--- start Data ---
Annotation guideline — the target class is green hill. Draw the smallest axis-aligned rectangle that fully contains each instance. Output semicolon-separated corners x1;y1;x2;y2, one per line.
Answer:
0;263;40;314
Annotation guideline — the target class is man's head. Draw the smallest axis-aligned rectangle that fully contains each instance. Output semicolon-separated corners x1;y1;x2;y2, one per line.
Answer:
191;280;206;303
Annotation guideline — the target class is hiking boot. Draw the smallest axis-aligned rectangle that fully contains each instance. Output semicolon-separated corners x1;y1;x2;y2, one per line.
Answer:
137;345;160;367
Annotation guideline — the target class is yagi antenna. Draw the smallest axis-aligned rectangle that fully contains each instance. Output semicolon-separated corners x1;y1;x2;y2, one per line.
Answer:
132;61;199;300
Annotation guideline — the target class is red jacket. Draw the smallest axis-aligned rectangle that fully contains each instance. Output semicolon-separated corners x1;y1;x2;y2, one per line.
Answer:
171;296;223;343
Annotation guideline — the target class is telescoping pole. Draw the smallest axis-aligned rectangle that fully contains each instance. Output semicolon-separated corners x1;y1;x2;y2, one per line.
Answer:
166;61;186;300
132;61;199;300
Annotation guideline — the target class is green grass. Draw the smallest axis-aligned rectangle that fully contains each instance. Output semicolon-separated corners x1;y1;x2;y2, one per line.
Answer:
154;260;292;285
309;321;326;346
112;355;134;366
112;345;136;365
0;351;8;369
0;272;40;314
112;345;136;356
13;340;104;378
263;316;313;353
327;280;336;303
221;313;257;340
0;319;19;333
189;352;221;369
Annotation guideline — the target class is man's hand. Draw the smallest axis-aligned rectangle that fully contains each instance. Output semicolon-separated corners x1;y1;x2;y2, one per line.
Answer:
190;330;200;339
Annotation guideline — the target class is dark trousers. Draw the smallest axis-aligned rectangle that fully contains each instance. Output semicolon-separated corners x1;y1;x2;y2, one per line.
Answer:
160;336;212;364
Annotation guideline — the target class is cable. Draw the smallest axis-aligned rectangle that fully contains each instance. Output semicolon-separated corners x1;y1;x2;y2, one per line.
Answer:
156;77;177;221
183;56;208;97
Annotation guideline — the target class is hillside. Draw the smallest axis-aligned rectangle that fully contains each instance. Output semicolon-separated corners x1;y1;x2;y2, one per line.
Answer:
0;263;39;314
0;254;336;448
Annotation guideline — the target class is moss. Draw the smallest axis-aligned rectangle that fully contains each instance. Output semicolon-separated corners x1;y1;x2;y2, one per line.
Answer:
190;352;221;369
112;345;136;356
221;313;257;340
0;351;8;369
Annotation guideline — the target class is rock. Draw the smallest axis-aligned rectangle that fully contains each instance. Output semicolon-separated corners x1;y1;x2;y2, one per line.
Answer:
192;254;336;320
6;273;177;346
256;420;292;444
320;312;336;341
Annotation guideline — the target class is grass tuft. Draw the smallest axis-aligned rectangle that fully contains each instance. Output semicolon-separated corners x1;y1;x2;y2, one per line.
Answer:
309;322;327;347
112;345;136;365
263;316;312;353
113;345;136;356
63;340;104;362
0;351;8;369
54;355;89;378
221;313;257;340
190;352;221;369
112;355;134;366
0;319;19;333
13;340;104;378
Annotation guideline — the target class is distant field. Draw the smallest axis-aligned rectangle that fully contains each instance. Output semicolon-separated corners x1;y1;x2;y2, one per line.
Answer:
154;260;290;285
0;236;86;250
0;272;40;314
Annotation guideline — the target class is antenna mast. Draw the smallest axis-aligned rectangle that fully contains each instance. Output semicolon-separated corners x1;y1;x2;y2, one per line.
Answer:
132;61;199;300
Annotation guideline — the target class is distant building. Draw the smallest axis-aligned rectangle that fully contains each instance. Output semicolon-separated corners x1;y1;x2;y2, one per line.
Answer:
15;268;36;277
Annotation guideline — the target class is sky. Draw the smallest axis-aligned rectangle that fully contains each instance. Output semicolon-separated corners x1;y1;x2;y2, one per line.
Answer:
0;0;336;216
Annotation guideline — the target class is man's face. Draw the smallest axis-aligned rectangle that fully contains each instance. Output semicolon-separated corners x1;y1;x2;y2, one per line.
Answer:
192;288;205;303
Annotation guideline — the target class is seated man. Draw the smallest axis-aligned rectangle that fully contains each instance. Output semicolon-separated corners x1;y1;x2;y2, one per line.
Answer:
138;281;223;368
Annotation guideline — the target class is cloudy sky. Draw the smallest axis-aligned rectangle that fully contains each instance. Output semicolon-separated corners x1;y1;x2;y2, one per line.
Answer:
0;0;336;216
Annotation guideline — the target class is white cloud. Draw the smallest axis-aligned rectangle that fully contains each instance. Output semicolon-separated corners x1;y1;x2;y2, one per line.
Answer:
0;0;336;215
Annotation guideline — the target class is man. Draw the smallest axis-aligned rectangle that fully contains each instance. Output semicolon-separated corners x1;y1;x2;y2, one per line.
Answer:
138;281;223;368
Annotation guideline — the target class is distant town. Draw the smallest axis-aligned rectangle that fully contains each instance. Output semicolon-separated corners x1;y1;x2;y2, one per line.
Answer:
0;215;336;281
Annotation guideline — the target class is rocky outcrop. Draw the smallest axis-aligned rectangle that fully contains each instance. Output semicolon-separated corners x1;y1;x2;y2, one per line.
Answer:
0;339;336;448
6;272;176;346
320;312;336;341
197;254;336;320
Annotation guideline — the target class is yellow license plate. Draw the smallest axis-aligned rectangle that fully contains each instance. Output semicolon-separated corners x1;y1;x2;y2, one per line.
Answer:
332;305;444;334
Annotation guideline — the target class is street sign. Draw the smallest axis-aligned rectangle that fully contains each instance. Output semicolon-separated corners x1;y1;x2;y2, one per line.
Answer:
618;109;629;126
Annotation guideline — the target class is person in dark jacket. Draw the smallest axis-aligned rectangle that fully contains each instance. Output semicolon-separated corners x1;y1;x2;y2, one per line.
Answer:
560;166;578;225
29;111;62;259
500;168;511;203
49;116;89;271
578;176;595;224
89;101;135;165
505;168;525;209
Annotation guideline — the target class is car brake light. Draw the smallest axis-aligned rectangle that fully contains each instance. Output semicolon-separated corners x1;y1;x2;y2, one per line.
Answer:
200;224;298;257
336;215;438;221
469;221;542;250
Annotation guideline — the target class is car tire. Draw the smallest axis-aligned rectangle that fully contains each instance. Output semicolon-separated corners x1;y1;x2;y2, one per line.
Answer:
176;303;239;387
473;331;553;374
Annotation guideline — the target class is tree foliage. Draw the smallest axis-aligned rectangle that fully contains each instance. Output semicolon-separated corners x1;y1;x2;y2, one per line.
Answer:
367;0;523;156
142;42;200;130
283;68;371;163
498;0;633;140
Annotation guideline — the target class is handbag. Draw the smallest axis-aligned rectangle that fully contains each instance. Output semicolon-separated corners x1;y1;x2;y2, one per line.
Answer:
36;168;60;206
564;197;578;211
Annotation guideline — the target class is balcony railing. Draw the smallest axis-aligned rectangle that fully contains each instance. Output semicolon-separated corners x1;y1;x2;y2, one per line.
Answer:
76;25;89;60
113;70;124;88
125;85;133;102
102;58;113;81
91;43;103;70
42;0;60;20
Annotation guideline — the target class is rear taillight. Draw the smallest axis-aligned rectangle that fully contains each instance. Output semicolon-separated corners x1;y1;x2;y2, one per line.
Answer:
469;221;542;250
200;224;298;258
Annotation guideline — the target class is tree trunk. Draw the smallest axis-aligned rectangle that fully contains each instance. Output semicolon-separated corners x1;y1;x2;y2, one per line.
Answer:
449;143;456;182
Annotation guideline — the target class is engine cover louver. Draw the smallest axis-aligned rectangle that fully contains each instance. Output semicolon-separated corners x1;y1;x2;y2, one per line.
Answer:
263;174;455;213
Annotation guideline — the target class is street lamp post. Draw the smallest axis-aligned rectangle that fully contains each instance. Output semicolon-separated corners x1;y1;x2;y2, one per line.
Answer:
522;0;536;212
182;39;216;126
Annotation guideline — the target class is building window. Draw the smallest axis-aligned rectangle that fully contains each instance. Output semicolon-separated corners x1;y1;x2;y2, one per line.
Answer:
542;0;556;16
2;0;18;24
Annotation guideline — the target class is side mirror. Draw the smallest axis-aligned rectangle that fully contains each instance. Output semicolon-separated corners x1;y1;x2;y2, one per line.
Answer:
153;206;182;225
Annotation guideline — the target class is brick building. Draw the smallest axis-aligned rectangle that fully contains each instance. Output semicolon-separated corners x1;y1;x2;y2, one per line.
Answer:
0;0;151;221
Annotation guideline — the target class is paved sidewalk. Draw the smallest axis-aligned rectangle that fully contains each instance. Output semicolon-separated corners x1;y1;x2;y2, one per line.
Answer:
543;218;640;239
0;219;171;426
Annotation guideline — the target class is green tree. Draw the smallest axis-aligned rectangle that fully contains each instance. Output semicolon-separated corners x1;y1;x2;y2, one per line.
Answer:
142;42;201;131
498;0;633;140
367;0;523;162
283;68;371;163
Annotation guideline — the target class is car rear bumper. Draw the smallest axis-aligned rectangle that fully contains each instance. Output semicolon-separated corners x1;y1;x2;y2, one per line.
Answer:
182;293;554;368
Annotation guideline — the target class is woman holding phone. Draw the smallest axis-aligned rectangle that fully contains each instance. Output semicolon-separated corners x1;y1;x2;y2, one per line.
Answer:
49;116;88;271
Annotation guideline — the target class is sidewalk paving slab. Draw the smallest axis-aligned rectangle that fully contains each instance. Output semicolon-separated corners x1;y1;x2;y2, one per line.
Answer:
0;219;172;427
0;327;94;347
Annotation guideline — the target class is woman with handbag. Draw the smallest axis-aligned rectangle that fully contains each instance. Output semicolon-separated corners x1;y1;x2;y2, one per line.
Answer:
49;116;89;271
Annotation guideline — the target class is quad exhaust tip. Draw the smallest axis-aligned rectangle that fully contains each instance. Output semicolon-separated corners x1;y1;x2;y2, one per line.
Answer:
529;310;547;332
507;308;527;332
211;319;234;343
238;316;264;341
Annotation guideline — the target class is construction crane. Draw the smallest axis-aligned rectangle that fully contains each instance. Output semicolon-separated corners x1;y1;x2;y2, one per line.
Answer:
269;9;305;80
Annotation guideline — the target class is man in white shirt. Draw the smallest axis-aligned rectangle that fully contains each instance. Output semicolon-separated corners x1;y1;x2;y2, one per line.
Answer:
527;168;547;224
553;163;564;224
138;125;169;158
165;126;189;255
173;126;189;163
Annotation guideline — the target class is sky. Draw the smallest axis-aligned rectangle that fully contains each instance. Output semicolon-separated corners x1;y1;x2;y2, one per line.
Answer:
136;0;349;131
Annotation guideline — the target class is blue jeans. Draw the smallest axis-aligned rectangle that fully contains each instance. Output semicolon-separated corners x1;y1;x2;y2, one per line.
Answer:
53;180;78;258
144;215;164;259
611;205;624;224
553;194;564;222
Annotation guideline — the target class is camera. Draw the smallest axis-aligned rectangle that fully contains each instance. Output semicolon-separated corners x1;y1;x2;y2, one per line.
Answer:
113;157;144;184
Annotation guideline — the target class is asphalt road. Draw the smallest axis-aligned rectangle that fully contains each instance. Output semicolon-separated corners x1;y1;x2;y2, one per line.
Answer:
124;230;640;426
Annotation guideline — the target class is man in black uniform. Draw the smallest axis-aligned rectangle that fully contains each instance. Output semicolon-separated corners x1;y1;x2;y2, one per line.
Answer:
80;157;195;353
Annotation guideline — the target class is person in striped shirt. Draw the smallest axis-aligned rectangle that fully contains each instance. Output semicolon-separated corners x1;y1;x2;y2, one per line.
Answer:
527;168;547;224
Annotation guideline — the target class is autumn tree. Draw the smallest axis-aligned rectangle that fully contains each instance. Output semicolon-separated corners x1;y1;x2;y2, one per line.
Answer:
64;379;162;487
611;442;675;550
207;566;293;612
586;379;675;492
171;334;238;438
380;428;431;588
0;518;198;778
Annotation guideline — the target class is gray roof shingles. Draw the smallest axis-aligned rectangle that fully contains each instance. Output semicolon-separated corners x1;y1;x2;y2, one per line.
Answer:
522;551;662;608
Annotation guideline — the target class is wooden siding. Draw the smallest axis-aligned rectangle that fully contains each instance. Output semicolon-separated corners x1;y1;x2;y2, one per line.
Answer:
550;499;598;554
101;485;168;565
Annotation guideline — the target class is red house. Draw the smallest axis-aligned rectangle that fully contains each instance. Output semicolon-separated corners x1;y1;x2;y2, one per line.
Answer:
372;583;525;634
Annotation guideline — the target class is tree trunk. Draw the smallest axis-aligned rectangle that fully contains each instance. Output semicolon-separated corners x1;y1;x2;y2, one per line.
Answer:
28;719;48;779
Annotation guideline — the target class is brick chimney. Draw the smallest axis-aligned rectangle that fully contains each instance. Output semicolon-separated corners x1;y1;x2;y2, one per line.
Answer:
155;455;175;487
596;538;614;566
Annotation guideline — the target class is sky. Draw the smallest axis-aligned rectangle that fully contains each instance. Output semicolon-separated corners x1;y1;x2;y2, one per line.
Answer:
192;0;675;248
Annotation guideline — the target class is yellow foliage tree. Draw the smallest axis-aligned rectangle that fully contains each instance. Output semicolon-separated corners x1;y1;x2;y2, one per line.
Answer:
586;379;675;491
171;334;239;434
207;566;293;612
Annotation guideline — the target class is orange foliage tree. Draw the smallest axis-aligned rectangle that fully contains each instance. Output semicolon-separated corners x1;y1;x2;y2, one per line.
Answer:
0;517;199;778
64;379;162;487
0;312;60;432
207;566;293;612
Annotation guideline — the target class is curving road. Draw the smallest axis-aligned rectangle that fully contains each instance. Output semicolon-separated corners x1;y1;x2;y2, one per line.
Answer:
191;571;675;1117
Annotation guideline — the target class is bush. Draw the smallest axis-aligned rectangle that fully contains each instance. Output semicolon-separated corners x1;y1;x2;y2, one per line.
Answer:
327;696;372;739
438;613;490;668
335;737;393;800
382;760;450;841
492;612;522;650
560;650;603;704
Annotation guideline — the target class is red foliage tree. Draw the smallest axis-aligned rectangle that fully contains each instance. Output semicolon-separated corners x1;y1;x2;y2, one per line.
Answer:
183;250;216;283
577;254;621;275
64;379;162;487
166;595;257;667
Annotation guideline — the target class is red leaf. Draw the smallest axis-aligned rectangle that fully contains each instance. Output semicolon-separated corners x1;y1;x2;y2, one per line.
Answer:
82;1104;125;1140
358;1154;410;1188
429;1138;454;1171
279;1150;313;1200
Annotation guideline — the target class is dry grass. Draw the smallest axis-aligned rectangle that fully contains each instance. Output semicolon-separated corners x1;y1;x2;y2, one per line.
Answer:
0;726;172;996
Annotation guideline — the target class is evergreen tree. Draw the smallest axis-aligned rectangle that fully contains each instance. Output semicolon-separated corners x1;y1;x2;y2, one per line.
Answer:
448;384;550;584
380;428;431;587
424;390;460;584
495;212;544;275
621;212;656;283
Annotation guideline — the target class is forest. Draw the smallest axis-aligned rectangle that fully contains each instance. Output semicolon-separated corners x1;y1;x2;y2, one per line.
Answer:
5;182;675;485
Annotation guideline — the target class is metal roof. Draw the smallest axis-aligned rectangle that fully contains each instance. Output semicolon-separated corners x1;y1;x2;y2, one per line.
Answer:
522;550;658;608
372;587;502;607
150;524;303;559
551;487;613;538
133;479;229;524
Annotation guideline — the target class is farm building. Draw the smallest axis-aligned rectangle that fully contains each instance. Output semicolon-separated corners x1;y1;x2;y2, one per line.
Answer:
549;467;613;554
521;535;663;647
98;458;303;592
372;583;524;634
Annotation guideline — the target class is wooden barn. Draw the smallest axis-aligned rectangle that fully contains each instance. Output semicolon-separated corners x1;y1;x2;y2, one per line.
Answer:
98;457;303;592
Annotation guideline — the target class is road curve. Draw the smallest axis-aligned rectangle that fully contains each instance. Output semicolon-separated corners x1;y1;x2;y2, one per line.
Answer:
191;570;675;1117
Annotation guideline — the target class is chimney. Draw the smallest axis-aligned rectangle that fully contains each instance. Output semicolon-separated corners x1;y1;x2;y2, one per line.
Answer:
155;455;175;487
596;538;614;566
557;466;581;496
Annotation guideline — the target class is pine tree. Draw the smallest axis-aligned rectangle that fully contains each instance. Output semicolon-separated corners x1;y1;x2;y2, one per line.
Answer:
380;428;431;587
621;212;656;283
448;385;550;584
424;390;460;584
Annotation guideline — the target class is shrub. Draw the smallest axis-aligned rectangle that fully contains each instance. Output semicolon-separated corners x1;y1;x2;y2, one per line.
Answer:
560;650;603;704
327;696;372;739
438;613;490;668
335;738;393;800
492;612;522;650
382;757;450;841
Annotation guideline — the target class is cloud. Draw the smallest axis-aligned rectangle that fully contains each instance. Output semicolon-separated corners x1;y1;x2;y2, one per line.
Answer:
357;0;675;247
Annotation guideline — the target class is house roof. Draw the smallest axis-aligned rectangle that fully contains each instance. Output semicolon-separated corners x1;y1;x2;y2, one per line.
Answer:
--- end Data ---
Format the entries above as a numbered list, beginning with the very first line and stopping after the line that contains "160;336;212;364". Leave out any blank lines.

Output for this task:
1. Annotation guideline — the target class is green hill. Draw the smallest axis-aligned rectangle that fully contains each instance. Output semicolon-separated corners x1;y1;x2;y2, one per line.
2. Answer:
3. 0;263;40;314
4. Annotation guideline — the target class is man's head. Draw the smallest axis-aligned rectangle that fully contains each instance. Output semicolon-separated corners x1;y1;x2;y2, one per line.
5. Answer:
6. 191;280;206;303
7. Annotation guideline — the target class is hiking boot. Draw the smallest axis-aligned rectangle that fully contains each instance. Output semicolon-separated corners x1;y1;x2;y2, one per line.
8. Answer:
9. 137;345;160;367
10. Annotation guideline — the target class is yagi antenna. Draw the smallest axis-aligned rectangle that fully contains each instance. Output semicolon-separated corners x1;y1;x2;y2, one per line.
11. Answer:
12. 132;61;199;300
13. Annotation guideline — the target class is red jacket. Draw the smallest axis-aligned rectangle that fully contains each instance. Output semicolon-separated corners x1;y1;x2;y2, one per line.
14. Answer:
15. 171;296;223;343
16. Annotation guideline — the target class is telescoping pole. Draw the smallest axis-aligned rectangle that fully contains each instance. Output semicolon-separated corners x1;y1;x2;y2, one per line.
17. Answer:
18. 166;61;186;300
19. 132;61;199;300
20. Annotation guideline — the target class is green grass. Draw the smallest axis-aligned rectangle that fully contains each instance. Output semicolon-separated corners x1;y1;x2;y2, one per line.
21. Answer:
22. 154;260;292;285
23. 309;321;326;346
24. 112;355;134;366
25. 112;345;136;365
26. 0;351;8;369
27. 0;272;40;314
28. 112;345;136;356
29. 13;340;104;378
30. 263;316;313;353
31. 327;280;336;303
32. 221;313;257;340
33. 0;319;19;333
34. 189;352;221;369
35. Annotation guideline — the target class is man's hand. Draw the smallest axis-aligned rectangle that fully contains each instance. Output semicolon-separated corners x1;y1;x2;y2, one per line.
36. Answer:
37. 190;330;200;339
38. Annotation guideline — the target class is dark trousers. Draw the smallest axis-aligned rectangle that fully contains each instance. Output semicolon-separated corners x1;y1;x2;y2, one per line.
39. Answer:
40. 160;336;212;364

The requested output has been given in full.